What the exercise asks: Collect every line of the records below that contains the word "goose".

___ Material for this exercise ___

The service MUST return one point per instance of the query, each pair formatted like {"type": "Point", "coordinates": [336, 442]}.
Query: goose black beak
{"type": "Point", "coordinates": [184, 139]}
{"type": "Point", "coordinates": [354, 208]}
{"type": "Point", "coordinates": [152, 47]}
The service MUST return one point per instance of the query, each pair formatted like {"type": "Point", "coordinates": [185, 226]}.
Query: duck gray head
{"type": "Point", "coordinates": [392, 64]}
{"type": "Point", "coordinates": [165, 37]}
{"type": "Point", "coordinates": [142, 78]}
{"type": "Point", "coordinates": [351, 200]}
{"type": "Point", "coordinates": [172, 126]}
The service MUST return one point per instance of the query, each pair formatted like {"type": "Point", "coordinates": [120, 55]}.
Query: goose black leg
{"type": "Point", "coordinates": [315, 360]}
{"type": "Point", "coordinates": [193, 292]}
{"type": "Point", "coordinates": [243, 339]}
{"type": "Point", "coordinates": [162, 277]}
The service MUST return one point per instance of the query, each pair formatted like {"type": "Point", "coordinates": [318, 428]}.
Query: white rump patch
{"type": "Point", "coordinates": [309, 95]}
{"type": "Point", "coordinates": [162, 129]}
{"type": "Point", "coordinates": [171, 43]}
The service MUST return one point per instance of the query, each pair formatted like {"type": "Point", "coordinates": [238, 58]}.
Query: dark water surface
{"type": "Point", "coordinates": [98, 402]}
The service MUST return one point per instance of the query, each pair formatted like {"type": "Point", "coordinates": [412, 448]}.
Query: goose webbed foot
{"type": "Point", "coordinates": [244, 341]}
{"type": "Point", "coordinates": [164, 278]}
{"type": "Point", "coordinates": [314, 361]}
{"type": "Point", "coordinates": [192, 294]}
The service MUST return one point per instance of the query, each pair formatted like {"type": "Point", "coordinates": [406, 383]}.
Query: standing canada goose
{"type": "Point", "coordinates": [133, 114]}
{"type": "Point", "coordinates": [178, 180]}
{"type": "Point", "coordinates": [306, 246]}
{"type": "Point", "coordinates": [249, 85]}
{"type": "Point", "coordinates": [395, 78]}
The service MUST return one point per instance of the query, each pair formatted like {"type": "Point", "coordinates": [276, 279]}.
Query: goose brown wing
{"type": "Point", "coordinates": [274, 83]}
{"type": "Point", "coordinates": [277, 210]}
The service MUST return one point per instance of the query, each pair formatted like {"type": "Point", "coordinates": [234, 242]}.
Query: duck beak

___

Task response:
Query: goose black beak
Query: goose black leg
Query: goose webbed foot
Query: standing canada goose
Query: goose brown wing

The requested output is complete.